Supplied text START

Merry told the Herald-Dispatch that rescuers had to administer multiple doses of naloxone to some victims, because the heroin they used had been laced with a far stronger substance that has not yet been identified.

Last year, Huntington saw 520 heroin overdoses, 35 of them fatal. That rate was 13 times the national average. Cabell County as a whole saw more than 70 deaths.

As of July, the city has seen 440 overdoses this year. To June, 26 people have died from drugs—a rate that has been described by local media and officials as “steady,” but actually represents a sharp increase on an annualized basis.

Huntington has a population of some 50,000. To give a sense of the scale represented by 26 overdoses, the Washington Post posited an outbreak of the same magnitude unfolding in New York City, with a population of 8.4 million, and projected that over 4,400 people would be affected.

Fentanyl, an opioid that is 50 times more powerful than heroin, was found in many previous overdose victims, but officials suspect an even more potent drug—carfentanil, an elephant sedative 100 times stronger than fentanyl—may be involved in the latest spate of overdoses.

Clusters of carfentanil-laced heroin overdoses have occurred elsewhere in the region. In July, Akron, Ohio saw a staggering 230 overdoses, 20 of them fatal. In Philadelphia and New England, heroin cut with a similar substance called W-18 was contributed to a rash of overdoses.

Drug overdoses have risen dramatically in the past few years nationwide, according to data from the Centers for Disease Control, and contribute to rising mortality rates in the United States. Last year, the death rate increased across the board for the first time since 2005, with the working class and poor seeing deterioration in their health and life expectancy.

Overdoses from opioids, along with alcoholism and suicide, are primary drivers of rising death rates for young and middle-aged white workers. Last year the CDC reported that heroin deaths tripled in the span of four years (2010 to 2013). In the time since, this trend has only worsened. The official statistics reflect the impact of the protracted economic crisis and attacks on social conditions for the majority of Americans.

The availability of cheap heroin is bound up with the protracted US military occupation of Afghanistan, the world’s largest opium producer, now in its fifteenth year.

Supplied text END
The data START

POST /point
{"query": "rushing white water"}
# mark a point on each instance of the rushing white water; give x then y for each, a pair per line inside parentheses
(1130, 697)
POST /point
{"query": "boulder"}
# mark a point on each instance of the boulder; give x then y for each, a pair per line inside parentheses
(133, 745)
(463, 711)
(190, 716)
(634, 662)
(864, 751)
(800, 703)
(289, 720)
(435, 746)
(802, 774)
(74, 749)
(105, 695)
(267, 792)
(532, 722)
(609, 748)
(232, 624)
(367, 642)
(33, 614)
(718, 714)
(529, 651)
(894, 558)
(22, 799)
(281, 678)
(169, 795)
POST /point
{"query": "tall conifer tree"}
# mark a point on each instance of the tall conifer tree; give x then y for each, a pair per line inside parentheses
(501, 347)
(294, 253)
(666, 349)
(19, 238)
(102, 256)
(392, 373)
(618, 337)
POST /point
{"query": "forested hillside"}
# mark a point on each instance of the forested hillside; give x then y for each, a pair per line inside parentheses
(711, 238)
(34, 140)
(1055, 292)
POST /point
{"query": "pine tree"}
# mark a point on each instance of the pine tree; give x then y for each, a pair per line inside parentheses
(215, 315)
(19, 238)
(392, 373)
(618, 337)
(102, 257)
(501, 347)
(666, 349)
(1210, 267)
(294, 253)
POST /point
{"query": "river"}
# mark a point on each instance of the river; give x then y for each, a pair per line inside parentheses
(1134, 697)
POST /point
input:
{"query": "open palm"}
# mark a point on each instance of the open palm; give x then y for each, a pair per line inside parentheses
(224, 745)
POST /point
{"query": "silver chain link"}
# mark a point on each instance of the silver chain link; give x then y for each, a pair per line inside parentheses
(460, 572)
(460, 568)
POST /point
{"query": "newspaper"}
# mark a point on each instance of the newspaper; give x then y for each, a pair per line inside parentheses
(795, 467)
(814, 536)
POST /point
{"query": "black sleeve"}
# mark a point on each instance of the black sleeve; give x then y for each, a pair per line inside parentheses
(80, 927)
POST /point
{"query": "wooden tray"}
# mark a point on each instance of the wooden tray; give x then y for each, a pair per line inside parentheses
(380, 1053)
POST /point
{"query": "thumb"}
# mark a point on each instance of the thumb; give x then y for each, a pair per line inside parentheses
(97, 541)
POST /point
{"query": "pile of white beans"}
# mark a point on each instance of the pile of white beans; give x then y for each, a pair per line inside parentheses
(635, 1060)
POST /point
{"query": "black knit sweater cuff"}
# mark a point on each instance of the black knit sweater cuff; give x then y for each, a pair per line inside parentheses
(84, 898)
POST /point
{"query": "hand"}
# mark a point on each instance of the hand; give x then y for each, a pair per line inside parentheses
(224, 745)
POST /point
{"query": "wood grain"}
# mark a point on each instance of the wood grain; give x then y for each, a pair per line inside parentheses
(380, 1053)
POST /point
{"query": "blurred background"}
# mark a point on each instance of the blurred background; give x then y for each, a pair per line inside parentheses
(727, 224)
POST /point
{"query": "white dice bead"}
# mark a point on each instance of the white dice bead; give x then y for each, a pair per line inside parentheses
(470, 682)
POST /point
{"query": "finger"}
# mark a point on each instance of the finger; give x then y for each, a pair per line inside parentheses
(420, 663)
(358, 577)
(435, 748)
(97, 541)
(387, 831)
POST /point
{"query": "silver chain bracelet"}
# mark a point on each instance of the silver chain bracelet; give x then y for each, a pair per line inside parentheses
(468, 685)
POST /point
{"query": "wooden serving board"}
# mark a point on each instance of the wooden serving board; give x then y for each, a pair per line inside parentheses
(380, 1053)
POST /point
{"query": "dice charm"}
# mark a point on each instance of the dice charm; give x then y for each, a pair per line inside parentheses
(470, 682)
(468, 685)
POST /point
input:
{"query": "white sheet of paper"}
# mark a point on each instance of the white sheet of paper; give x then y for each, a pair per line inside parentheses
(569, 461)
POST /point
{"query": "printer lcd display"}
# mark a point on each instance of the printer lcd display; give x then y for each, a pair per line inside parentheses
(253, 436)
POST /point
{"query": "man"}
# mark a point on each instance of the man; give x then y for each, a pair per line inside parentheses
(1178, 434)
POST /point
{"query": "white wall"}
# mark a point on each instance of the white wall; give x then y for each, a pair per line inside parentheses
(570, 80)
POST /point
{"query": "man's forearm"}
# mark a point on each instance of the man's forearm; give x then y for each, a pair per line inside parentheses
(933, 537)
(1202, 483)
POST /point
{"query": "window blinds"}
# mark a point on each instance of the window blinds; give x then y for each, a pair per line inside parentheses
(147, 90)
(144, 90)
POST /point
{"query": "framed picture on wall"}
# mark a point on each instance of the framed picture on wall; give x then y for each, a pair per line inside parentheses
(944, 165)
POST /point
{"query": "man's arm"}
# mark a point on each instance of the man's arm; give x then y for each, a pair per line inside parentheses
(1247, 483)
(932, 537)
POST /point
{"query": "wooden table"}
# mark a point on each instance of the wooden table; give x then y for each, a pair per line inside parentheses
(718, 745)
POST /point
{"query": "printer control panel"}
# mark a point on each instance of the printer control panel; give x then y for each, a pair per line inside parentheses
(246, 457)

The data END

▶ [Task item A]: List every drug or chemical substance named in the text on heroin overdoses.
▶ [Task item B]: Extend the text on heroin overdoses by continuing it past its final sentence.

▶ [Exercise answer A]: naloxone, heroin, fentanyl, carfentanil, W-18, opium

▶ [Exercise answer B]:
The stagnant economic situation in the US has pushed large numbers of people into destitution and long-term unemployment. Many have turned to drugs. Lack of health care and drug rehabilitation programs, particularly for those addicted to prescription painkillers such as OxyContin, has exacerbated the use of street drugs like heroin.

In Appalachia, the growth of drug addiction is worst where industrial and mining jobs have disappeared. West Virginia has the highest unemployment rate and lowest labor force participation rate in the country. Many jobs in the region are labor-intensive, dangerous, and associated with on-the-job injuries and chronic pain.

Appalachia was deliberately targeted by pharmaceutical manufacturers for prescription painkillers, which were seen by employers, insurers, and physicians alike as the fastest way to treat injured workers. By 2009, West Virginians averaged 19 prescriptions per person, according to a Charleston Gazette-Mail analysis.

After a clampdown on OxyContin and other painkillers, those with addictions turned to cheaper street alternatives. According to the CDC, three of every four heroin users were previously taking prescription painkillers. With the rise in intravenous drug use, West Virginia now also has the highest rate of new hepatitis C cases in the country.

Rehabilitation options are limited for addicts, since there are few recovery clinics and most have long waiting lists. Necessary treatment is long-term, and most addicts have inadequate or no health insurance coverage.

At Recovery Point in Huntington, the average stay for patients is six to nine months. The Cabell-Huntington Health Department has initiated a syringe exchange program to help hundreds of heroin addicts stay healthier while they await treatment, and to train people to administer naloxone in the event of an overdose.